#### EXERCISE AIM:
Please retype all the records below exactly as they read.

#### Entries taken from a collection:
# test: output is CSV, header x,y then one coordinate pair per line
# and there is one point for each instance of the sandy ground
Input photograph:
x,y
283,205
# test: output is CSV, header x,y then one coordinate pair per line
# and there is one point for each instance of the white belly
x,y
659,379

#### REPLY:
# test: output is CSV, header x,y then one coordinate pair per line
# and there is one point for each instance of the sandy ground
Input photograph:
x,y
283,205
# test: output is CSV, header x,y then one coordinate pair per line
# and there is one point for each instance of the white belly
x,y
659,379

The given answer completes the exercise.